Passage:

Robotic olfaction is a promising application of gas-sensing technologies to solve real-world problems through the use of autonomous mobile robots. Theoretically, robots could be used to substitute trained animals and handheld gas sensors to carry out these tasks in day-to-day applications, and specially in cases where environmental conditions are dangerous (e.g. rescue missions) or the monitored gas is toxic or explosive.

However, we are not quite there yet.

Developing algorithms to let robots do these things is challenging, because proposed solutions must be able to deal with limited sensory information (gas sensors and anemometers usually only offer single-point measurements), and because the dispersion of gas under uncontrolled airflow is a very complex phenomenon that cannot easily be described by analytical models –specially when dealing with incomplete information.

All of this means we need to do a lot of experiments. However, setting up experiments for olfaction is far from trivial. In the real world, unless we are willing to compromise with a very simplified environment (i.e. a wind tunnel), there is no way to make the experiments reproduceable, as airflow cannot be controlled. Since we also want to test algorithms under more challenging conditions, in complex environments, simulation is often the way to go.

Extracted records:
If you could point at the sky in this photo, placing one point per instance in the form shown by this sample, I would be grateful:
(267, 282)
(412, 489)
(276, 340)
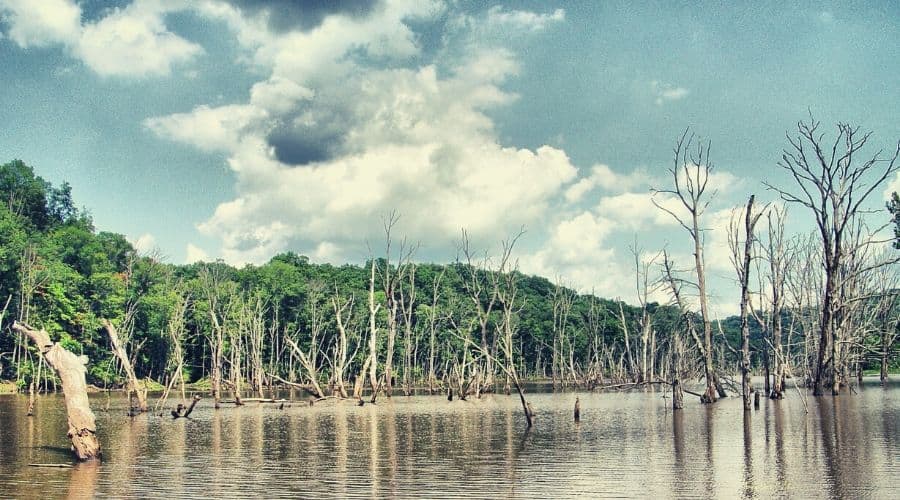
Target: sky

Exercise 1:
List every parenthetical remark in the robotic olfaction passage.
Exercise 2:
In the robotic olfaction passage, copy everything from "Developing algorithms to" down to "the way to go.".

Expected answer 1:
(e.g. rescue missions)
(gas sensors and anemometers usually only offer single-point measurements)
(i.e. a wind tunnel)

Expected answer 2:
Developing algorithms to let robots do these things is challenging, because proposed solutions must be able to deal with limited sensory information (gas sensors and anemometers usually only offer single-point measurements), and because the dispersion of gas under uncontrolled airflow is a very complex phenomenon that cannot easily be described by analytical models –specially when dealing with incomplete information.

All of this means we need to do a lot of experiments. However, setting up experiments for olfaction is far from trivial. In the real world, unless we are willing to compromise with a very simplified environment (i.e. a wind tunnel), there is no way to make the experiments reproduceable, as airflow cannot be controlled. Since we also want to test algorithms under more challenging conditions, in complex environments, simulation is often the way to go.